◆ Page text ◆
▶

Thursday, April 16, 2009
In 1872, Victoria Woodhull became the first woman to run for the presidency of the United States. A one-time actress, spiritualist, prostitute, and free-love advocate, she was a member of the Marxist International Workingmen's Association. She was also 76-year-old Cornelius Vanderbilt's lover, and (with his advice) did quite well in investing. She and her sister soon became the first women to establish a banking and brokerage company on Wall Street. By 1870, the two sisters had the means to publish Woodhull and Claflin's Weekly, which covered such topics as women's suffrage and labor-management issues.
Also in 1870, Woodhull announced her intention to run for president—even though women did not have the right to vote (and would not gain it until 1920). In early 1871, she testified before the House Judiciary Committee on behalf of women suffrage. Her speech impressed several leaders of the suffrage movement, including Susan B. Anthony, Lucretia Mott, and Elizabeth Cady Stanton, and Woodhull soon rose to a leadership position.
In January 1872, the National Women Suffrage Association nominated Woodhull to run for president. Her campaign platform supported a woman's right to vote, free love, nationalization of land, fair wages, and much more. Woodhull ran under the banner of the new Equal Rights Party, but her name was not printed on ballots and write-in votes for her were not counted, as Ulysses S. Grant won a second term.
The next women to run for president was Belva Lockwood in 1884. A lawyer, as well as a leader in the women's suffrage movement, Lockwood also ran as a candidate of the Equal Rights Party. Her platform not only called for women to be given the right to vote, but also advocated for civil service reform, Native Americans, African Americans, immigrants, protection of public lands, and temperance. She ran an energetic campaign, but the mainstream candidates—Grover Cleveland and James Blaine—refused to debate her. Lockwood garnered 4,149 votes (in the six states that allowed her name on ballots), as Cleveland won. Anthony and Stanton supported Blaine. Lockwood also ran four years later, with her vote total unknown.
After the results were announced in 1884, Lockwood declared that most men hang on to "old ideas, developed in the days of chivalry," but that "equality of rights and privileges is but simple justice."
The campaign itself witnessed much Lockwood paraphernalia, including stickpins, mechanical paper cards, ribbons, tickets, tobacco cards, and magazine cartoons.
Sources: Women in History: Victoria Woodhull— http://www.lkwdpl.org/wihohio/wood-vic.htm; Ballot Access News: http://www.ballotaccess.org/2007/01/22/women-running-for-president-in-the-general-election/; Jill Norgren, Belva Lockwood Blazing the Trail for Women in Law: http://www.archives.gov/publications/prologue/2005/spring/belva-lockwood-1.html; Jack Wilson (2008, Summer/Fall/Winter), "Belva Lockwood for President," The Keynoter.

◀

◆ Dataset excerpt ◆
▶

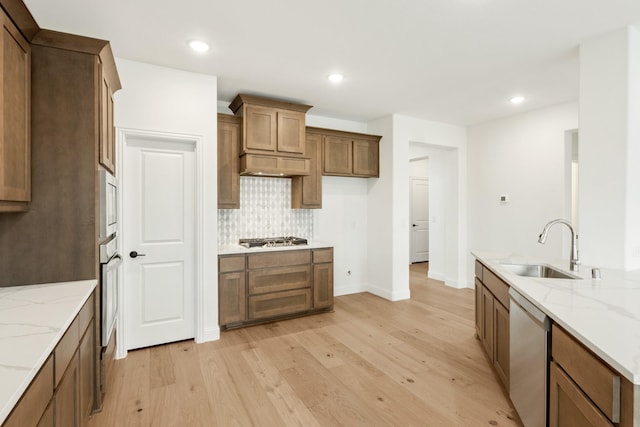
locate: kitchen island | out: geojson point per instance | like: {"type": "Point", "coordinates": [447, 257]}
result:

◀

◆ Instructions to follow ◆
Resume the text on the first women to run for president of the United States at the point where it stops. The material above comes from a source unrelated to the text on women who ran for president.

◆ Output of the task ◆
Monday, September 1, 2008
Now that John McCain has selected Alaska Governor Sarah Palin to be on his ticket, let's look at a poster that was produced in support of the only other woman to run for vice president. In 1984, Democrat Walter Mondale picked New York Congresswoman Geraldine Ferraro to be his running mate. That year, the Montana Citizens for Liberty produced a poster that featured Ferraro as Liberty (based on the Eugène Delacroix painting "Liberty at the Barricades," done after the Paris Revolution of 1830) and advocated passage of the Equal Rights Amendment (Mondale is shown holding an ERA banner). The Delacroix work depicted a bare-breasted Liberty. Of course, the later version had Ferraro covered. At least 70,000 copies of the 1984 poster were printed. The illustration gained attention and helped raise money for democratic candidates. It now sells for about $70. A Hillary Clinton pin based on the Delacroix's work sold at auction for more than $1,000.
Women gained the right to vote in the United States in 1920. In Great Britain, they obtained full voting rights in 1928; in France, females first exercised their suffrage rights in 1946 (even though Liberty or Marianne had been illustrated as a woman in that country in the eighteenth century); Switzerland did not accomplish this until 1971. Election campaign posters in many countries targeted women, particularly in the period right after their enfranchisement. For example, a British poster in the 1930s showed a woman holding a child, with the appeal “Mothers—Vote Labour.”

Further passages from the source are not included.